>> Begin Material for this task

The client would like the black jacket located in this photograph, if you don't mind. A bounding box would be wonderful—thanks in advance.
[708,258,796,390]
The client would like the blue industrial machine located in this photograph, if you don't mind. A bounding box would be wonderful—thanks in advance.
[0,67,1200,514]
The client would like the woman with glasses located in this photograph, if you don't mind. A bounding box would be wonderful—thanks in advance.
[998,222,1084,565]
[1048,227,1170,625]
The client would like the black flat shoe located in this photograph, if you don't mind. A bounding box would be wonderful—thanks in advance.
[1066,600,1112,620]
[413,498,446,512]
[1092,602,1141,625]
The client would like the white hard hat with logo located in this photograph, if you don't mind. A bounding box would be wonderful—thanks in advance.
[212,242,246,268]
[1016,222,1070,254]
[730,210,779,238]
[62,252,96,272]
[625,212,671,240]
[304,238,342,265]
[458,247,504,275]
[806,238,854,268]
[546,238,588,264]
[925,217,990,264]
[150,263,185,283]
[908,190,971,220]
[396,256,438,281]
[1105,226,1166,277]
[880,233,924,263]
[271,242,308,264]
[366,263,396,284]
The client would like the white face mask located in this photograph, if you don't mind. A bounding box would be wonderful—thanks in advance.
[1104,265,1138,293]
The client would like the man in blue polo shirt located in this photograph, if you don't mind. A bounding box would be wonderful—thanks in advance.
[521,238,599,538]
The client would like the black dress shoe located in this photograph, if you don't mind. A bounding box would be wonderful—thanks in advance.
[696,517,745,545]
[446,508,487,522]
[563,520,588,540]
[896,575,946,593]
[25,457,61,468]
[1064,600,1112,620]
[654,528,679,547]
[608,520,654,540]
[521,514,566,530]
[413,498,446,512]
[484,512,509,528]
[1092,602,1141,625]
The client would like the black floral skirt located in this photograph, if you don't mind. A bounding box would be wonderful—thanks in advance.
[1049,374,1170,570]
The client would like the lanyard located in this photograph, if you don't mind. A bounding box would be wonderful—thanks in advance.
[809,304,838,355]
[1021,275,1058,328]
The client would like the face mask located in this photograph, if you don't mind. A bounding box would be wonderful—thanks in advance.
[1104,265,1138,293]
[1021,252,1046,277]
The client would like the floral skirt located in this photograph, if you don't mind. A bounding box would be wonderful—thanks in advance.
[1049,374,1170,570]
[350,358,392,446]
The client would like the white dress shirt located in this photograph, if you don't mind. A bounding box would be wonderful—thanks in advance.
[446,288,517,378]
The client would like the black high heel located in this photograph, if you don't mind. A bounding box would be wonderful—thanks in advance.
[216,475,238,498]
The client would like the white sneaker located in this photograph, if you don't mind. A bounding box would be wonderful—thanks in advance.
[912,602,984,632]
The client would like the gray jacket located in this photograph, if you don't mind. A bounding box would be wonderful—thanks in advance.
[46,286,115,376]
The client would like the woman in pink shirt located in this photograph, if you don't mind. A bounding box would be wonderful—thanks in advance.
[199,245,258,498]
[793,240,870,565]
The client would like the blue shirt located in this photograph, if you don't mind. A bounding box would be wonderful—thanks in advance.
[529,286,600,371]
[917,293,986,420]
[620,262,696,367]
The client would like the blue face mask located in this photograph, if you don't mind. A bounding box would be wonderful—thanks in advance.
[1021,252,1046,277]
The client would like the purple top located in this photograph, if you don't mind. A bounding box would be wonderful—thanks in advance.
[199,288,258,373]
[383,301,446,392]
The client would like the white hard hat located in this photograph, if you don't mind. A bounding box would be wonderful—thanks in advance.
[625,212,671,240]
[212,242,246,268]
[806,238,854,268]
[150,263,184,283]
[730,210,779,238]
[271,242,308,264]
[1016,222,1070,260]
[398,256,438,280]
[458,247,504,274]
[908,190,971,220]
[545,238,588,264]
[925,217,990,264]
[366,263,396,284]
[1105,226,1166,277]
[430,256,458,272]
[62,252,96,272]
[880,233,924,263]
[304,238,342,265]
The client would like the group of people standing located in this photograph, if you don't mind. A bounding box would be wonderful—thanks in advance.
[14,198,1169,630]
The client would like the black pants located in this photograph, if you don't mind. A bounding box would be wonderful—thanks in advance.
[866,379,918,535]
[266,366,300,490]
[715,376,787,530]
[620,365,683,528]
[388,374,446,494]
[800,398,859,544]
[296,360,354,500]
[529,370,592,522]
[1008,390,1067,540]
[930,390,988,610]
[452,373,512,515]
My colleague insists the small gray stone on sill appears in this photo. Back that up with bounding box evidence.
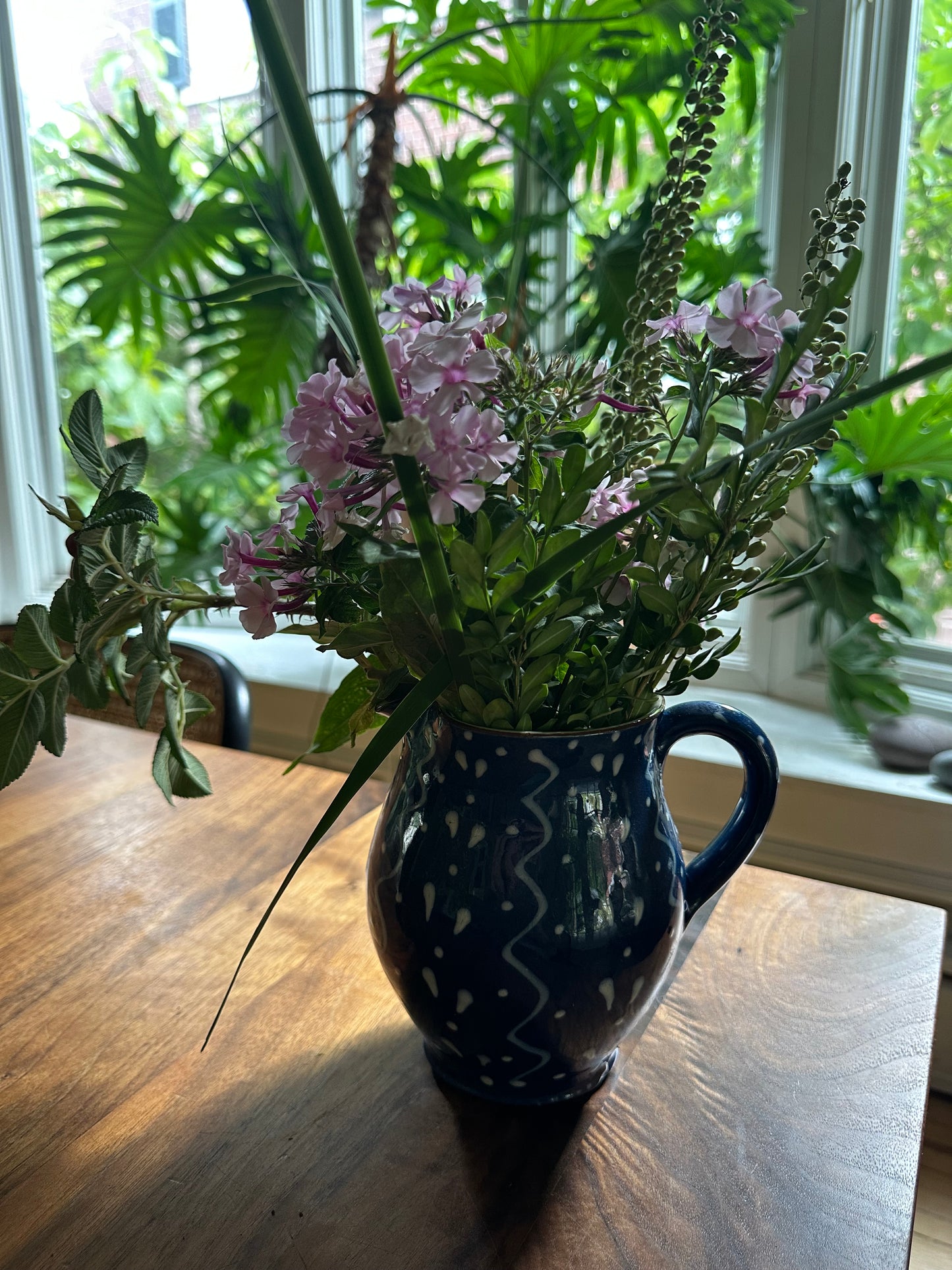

>> End Material for this task

** Task objective **
Copy every row above verbatim, leaving out the pictures.

** Result of this task **
The client would like the black jacket located in this photograph, if you don't mind. A bounding box would be wonderful—thanks in advance.
[708,258,796,390]
The client would like the blue industrial machine located in this photograph, if you don't mind. A bounding box would be wonderful—thanks in advance.
[0,67,1200,514]
The client would like the woman with glasses located in this photograph, if you don't mind. A bounding box would be wonderful—thanks in advance.
[998,222,1084,565]
[1048,227,1170,625]
The client would like the black flat shoe located in this photograph, if you don't mind. A bounding box would be wonderful—thanks in advance.
[1066,600,1112,620]
[413,498,446,512]
[1092,602,1141,625]
The client would like the white hard hat with logo located in this photograph, if you don't mind. A bounding box would be wonderful—thanks in advance.
[212,242,246,268]
[1016,222,1070,254]
[730,210,779,238]
[62,252,96,272]
[625,212,671,240]
[304,238,342,265]
[458,247,504,275]
[806,238,854,268]
[546,238,588,264]
[925,217,990,264]
[150,263,185,283]
[908,190,971,220]
[396,256,438,281]
[1105,226,1166,277]
[880,233,924,263]
[271,242,308,264]
[366,263,396,284]
The client would like the white face mask located in this photograph, if you don't mind. A bounding box would be wonderful—thanks in advance.
[1104,265,1138,293]
The client would like the man in blue polo shirt located in this photograph, if you don't mind. A bounding box would be wonderful—thanks in advance.
[521,238,599,538]
The client would like the black dress shoe located in this photograph, if you don't mind. A bounding box would be wonderful—thanks in advance.
[696,517,745,545]
[446,508,487,522]
[563,520,588,540]
[896,575,946,593]
[25,457,61,468]
[1064,600,1112,620]
[654,528,679,547]
[608,520,654,540]
[521,514,566,530]
[413,498,446,512]
[484,512,509,528]
[1092,602,1141,625]
The client would like the black floral skirt located in this photograph, if you don't mind. A bounding box would be wonderful—thanks in advance.
[1049,374,1170,570]
The client would like the lanyard located in this photograph, if you don't mind. A bounding box would be wonderful—thanks in advance.
[809,304,838,355]
[1021,275,1058,328]
The client would like the face mask located in this photograph, if you don't mind. A bounding box would be wonderful—thanks in advance.
[1104,265,1138,293]
[1021,252,1046,277]
The client would like the floral skirt located in this photograph, if you don't mind. A bounding box would be wonderful—thanks in advance.
[1049,374,1170,570]
[350,358,392,446]
The client would like the white dress shirt located in this photograph, if you don't mind. A bounding box would be wonderful—thanks in advance.
[446,288,517,378]
The client would like the black high heel located in this photograph, if you don't mind. A bounding box would be wonderful—thanks in advance.
[216,475,238,498]
The client would like the white sneaker located in this photograph, if you don't mind. A bounding box would be wonderful—thanks in advance.
[912,602,984,632]
The client would like the gray jacket located in this photograph, if you don't mind. A bounding box would be wonderful—thanks in advance.
[46,286,115,376]
The client would like the woman in pink shirt located in this photograph, if you don't mind. A bounding box would be wonderful—thanks in advance.
[199,245,258,498]
[793,240,870,565]
The client would like the blue shirt located in this photograph, if you don't mind. A bounding box would be wonderful—thanks in advance.
[529,286,600,371]
[917,293,986,420]
[620,262,696,367]
The client would like the blue face mask located in this photograph, if you don't mind. A bounding box would be wonderful—thanks in advance.
[1021,252,1046,277]
The client would like the purple top located in this photograph, if you don't mind. A bounding box would be wonderful—thanks in advance.
[199,288,258,373]
[383,301,446,392]
The client would like the white hard hat located in this photograph, if you don't mind. A bounding box would be wonderful—thanks in advance.
[625,212,671,240]
[212,242,246,268]
[806,238,854,268]
[150,263,184,283]
[730,210,779,238]
[271,242,308,264]
[1016,222,1070,260]
[398,256,438,280]
[458,247,504,274]
[908,190,971,220]
[545,238,588,264]
[925,217,990,264]
[366,263,396,284]
[1105,226,1166,277]
[430,256,458,272]
[62,252,96,272]
[880,233,924,263]
[304,238,342,265]
The client would like the group of people standing located in this photograph, if you don't mind. A bounding box would be wonderful—thanks in advance.
[14,198,1169,630]
The client would like the black pants located in this photograph, if you don't mind. A bounding box would be wonderful—thanks in advance.
[866,379,918,535]
[266,366,300,490]
[715,376,787,530]
[620,365,683,528]
[388,374,446,494]
[800,398,859,544]
[296,360,354,500]
[529,370,592,522]
[1008,390,1067,540]
[930,390,988,610]
[452,373,512,515]
My colleague insists the small gray stone on sill appears in this photo. Back that up with bounding box evidence.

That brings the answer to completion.